## Written exercise
Please repeat the entries from the line containing "the green grass?" through the end of the entries, both ends included, and nothing else.

## Dataset content
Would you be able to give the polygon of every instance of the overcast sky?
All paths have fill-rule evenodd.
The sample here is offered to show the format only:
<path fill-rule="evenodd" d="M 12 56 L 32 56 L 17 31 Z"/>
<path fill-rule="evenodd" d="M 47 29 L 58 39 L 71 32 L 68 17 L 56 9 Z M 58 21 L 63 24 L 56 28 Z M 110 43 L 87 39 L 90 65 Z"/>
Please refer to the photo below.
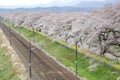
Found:
<path fill-rule="evenodd" d="M 105 0 L 0 0 L 0 8 L 17 8 L 17 7 L 46 7 L 46 6 L 68 6 L 79 2 L 93 2 Z"/>

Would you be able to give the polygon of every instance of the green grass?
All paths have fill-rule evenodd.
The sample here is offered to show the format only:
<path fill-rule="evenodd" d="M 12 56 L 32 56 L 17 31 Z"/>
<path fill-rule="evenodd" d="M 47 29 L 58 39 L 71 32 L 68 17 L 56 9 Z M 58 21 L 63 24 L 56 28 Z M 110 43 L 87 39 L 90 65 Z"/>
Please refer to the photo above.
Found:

## Worked solution
Would you be able to give the polygon of every instance of the green grass?
All paths have fill-rule evenodd.
The sample here is offered to show the format only:
<path fill-rule="evenodd" d="M 12 56 L 32 56 L 17 31 Z"/>
<path fill-rule="evenodd" d="M 47 29 L 58 39 L 71 32 L 68 17 L 56 9 Z M 58 21 L 63 24 L 56 28 Z M 110 43 L 87 39 L 90 65 Z"/>
Please refer to the photo above.
Found:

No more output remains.